=== Given passage ===

Apple continues to struggle
The FAANGs have been under significant pressure recently. We expect the spotlight to remain on these stocks that could previously do no wrong. Apple, in particular, is proving unable to hold any sort of gain. A good session sees Apple trailing behind and a bad session sees Apple tumbling. Whilst Apple won’t be trading over Thanksgiving, investors will be watching closely to see how it performs as traders return to work after the public holiday. A breakthrough support at 175.00 could see the share price take another big hit.
Following on from a mixed session on Wall Street, Asian markets also traded mixed. Rising oil prices offered some support, however lingering concerns over trade tensions and the Fed’s hiking cycle amid slowing global growth weighed on demand. European markets are pointing to a mixed open. With the US closed for Thanksgiving and a relatively quiet economic calendar, today’s session could offer a well-deserved break from volatility.
More dovish ECB?

===

__Goal a__
Repeat word for word the part of the market commentary that opens with the words containing "Apple continues to" and closes with "another big hit.".

=== Extracted entries ===

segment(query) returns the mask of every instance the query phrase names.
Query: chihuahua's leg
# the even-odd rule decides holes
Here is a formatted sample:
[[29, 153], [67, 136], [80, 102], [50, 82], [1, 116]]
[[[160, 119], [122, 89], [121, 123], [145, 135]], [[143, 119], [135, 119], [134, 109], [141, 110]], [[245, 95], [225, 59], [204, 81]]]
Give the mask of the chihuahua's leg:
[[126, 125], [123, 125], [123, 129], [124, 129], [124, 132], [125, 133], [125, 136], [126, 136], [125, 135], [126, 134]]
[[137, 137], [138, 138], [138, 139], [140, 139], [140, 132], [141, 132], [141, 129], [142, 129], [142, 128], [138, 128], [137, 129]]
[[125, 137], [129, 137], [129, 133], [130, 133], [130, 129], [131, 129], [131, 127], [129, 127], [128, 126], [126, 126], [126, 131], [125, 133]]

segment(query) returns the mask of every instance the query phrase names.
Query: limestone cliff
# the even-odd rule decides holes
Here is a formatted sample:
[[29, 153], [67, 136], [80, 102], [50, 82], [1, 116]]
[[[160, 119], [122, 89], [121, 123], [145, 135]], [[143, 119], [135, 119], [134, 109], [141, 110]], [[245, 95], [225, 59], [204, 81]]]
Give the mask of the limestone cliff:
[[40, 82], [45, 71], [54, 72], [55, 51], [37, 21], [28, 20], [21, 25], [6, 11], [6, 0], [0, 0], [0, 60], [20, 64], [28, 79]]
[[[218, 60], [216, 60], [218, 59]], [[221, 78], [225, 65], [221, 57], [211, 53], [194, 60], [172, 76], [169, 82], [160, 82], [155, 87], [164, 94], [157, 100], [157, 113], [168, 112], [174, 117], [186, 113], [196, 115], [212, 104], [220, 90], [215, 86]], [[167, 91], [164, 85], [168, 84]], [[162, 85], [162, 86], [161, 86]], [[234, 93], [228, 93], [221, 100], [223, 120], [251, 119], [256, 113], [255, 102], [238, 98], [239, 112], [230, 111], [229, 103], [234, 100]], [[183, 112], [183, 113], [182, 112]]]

===

__Goal b__
Please reproduce the region segmentation data from its first row through the row containing "131], [125, 133]]", inclusive, with every row kept and only the coordinates in the returned masks changed. Multiply each of those coordinates by 0.95 and round to whole numbers, halves up, leaving the sample coordinates untouched, and output only those rows.

__Task solution a__
Apple continues to struggle
The FAANGs have been under significant pressure recently. We expect the spotlight to remain on these stocks that could previously do no wrong. Apple, in particular, is proving unable to hold any sort of gain. A good session sees Apple trailing behind and a bad session sees Apple tumbling. Whilst Apple won’t be trading over Thanksgiving, investors will be watching closely to see how it performs as traders return to work after the public holiday. A breakthrough support at 175.00 could see the share price take another big hit.

__Task solution b__
segment(query) returns the mask of every instance the query phrase names.
Query: chihuahua's leg
# the even-odd rule decides holes
Here is a formatted sample:
[[29, 153], [67, 136], [80, 102], [50, 82], [1, 116]]
[[[160, 119], [122, 89], [121, 123], [145, 135]], [[143, 119], [135, 119], [134, 109], [141, 110]], [[245, 95], [225, 59], [204, 81]]]
Give the mask of the chihuahua's leg:
[[120, 119], [117, 119], [117, 123], [118, 123], [118, 125], [119, 126], [119, 129], [120, 129], [119, 128], [120, 127]]
[[130, 130], [131, 131], [131, 132], [133, 132], [133, 125], [134, 125], [134, 123], [135, 123], [135, 122], [131, 122], [130, 123]]
[[119, 130], [123, 130], [123, 126], [124, 126], [124, 123], [124, 123], [124, 121], [123, 121], [122, 120], [120, 120], [120, 124], [119, 126]]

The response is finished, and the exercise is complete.